EJERCICIO =>
Extrae de los datos que siguen cada línea que contenga la cadena "nose". Se distinguen mayúsculas y minúsculas.

ENTRADAS DE DATOS =>
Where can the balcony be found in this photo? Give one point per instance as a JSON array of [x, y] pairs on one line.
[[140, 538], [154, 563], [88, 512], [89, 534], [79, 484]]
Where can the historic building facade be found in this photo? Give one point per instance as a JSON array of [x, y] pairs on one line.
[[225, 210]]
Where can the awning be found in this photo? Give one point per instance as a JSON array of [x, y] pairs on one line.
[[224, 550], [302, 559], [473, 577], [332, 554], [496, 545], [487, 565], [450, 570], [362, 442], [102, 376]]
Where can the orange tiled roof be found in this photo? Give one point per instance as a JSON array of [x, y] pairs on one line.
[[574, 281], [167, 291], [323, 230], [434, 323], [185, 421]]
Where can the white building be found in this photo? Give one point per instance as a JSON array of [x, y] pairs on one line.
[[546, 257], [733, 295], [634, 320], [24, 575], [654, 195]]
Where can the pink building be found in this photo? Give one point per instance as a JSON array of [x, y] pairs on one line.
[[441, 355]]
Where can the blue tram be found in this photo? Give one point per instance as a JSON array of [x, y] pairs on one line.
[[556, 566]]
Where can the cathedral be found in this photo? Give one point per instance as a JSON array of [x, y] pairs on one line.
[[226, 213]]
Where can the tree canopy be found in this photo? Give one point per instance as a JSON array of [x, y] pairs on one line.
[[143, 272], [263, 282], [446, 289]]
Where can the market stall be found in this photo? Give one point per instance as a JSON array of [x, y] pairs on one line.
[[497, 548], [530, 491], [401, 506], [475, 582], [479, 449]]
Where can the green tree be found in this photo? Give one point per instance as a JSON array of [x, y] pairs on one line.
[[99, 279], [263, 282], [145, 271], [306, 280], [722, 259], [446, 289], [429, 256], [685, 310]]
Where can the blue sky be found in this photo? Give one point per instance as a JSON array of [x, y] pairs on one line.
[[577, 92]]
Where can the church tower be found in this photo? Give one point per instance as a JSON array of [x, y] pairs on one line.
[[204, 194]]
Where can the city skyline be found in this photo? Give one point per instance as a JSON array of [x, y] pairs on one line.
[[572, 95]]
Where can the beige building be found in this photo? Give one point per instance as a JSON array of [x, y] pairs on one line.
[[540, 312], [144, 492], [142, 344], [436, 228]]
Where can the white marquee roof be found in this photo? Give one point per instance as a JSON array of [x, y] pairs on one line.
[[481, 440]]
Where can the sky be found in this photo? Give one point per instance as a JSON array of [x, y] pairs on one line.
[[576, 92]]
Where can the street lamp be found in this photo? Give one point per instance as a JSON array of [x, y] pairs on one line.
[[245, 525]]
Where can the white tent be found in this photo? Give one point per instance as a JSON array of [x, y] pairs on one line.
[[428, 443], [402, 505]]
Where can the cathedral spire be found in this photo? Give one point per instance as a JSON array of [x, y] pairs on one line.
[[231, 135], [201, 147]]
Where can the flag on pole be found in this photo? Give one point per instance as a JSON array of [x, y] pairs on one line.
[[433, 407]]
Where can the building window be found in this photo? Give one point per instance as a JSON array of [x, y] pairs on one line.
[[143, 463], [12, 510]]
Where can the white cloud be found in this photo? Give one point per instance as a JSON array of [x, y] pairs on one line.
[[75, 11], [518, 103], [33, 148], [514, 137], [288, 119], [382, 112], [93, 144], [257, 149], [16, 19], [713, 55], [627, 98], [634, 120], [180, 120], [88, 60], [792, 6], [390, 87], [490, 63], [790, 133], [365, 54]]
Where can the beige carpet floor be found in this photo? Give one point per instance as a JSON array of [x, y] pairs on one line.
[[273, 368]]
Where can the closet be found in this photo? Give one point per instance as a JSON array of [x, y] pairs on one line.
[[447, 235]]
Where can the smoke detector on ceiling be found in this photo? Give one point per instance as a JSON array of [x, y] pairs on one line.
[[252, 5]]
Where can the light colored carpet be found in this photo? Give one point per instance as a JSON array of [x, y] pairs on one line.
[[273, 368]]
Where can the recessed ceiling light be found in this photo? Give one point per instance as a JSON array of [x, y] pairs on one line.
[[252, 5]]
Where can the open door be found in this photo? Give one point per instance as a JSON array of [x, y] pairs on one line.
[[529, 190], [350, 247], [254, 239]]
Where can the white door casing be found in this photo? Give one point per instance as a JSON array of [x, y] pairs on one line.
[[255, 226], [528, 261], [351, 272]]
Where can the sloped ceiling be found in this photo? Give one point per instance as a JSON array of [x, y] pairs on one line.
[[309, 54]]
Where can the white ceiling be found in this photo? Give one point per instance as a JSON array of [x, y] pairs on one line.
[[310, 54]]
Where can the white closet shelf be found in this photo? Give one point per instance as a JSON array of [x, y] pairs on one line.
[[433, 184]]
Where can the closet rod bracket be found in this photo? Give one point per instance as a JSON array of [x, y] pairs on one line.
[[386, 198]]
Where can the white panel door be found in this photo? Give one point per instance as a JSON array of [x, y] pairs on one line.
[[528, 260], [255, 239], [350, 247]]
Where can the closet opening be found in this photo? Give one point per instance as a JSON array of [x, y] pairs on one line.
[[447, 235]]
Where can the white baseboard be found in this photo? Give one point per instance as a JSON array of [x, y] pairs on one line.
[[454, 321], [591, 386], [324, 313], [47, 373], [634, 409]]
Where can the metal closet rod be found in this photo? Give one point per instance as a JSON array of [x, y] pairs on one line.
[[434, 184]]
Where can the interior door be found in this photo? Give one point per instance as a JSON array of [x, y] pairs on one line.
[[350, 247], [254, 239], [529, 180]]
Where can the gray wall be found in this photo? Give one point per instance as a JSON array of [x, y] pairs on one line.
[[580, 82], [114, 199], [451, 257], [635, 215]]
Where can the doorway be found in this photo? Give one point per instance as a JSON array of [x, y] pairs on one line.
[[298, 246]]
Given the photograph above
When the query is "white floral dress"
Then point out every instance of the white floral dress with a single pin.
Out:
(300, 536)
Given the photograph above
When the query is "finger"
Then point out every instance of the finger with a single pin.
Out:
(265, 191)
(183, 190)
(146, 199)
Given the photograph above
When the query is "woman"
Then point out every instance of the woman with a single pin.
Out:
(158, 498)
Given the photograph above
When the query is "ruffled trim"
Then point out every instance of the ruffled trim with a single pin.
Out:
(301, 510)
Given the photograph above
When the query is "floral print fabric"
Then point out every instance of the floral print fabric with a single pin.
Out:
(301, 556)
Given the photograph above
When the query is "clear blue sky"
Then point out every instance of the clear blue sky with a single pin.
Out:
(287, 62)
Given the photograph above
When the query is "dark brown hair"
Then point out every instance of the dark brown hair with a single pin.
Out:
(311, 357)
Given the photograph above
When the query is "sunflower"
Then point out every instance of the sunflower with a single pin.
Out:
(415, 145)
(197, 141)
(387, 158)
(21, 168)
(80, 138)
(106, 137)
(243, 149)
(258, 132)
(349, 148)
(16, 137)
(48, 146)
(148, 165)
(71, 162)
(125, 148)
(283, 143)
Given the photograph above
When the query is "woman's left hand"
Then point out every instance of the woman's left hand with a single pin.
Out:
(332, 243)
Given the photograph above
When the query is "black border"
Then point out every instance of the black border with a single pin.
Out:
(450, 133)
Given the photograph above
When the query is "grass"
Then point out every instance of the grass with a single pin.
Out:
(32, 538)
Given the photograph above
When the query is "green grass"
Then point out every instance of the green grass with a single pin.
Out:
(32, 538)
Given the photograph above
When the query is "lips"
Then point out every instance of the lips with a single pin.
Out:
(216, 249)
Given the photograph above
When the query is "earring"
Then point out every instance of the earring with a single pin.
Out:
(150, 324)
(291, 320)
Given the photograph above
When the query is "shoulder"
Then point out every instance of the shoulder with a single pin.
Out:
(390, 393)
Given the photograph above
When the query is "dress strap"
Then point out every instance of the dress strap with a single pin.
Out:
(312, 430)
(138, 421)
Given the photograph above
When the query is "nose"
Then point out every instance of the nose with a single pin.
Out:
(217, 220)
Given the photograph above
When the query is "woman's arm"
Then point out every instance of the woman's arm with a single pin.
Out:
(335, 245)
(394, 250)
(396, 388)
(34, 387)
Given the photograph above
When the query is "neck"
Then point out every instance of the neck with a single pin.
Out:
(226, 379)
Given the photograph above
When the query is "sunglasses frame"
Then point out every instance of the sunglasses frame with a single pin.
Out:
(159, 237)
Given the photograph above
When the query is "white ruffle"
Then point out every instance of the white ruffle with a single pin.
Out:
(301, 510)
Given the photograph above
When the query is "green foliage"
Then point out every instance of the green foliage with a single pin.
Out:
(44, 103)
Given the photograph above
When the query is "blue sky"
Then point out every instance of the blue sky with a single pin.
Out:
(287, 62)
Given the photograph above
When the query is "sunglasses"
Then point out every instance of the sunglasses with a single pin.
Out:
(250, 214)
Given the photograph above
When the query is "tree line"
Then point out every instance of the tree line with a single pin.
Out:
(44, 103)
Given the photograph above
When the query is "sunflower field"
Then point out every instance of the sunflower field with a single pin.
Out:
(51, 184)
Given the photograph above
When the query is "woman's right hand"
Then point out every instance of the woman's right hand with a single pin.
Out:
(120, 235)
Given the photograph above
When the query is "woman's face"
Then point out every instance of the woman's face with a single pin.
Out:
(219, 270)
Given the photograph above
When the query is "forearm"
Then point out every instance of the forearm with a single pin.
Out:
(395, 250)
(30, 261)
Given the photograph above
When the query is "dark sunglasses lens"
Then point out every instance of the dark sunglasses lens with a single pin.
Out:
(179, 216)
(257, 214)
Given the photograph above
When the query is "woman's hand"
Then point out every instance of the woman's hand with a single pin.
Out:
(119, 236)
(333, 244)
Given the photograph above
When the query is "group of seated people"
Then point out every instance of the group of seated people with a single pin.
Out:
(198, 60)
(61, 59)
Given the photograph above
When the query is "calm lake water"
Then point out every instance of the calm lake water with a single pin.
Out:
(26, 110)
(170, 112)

SOLUCIÓN COMPLETA =>
When the query is "nose"
Then point out every instance of the nose with a single pin.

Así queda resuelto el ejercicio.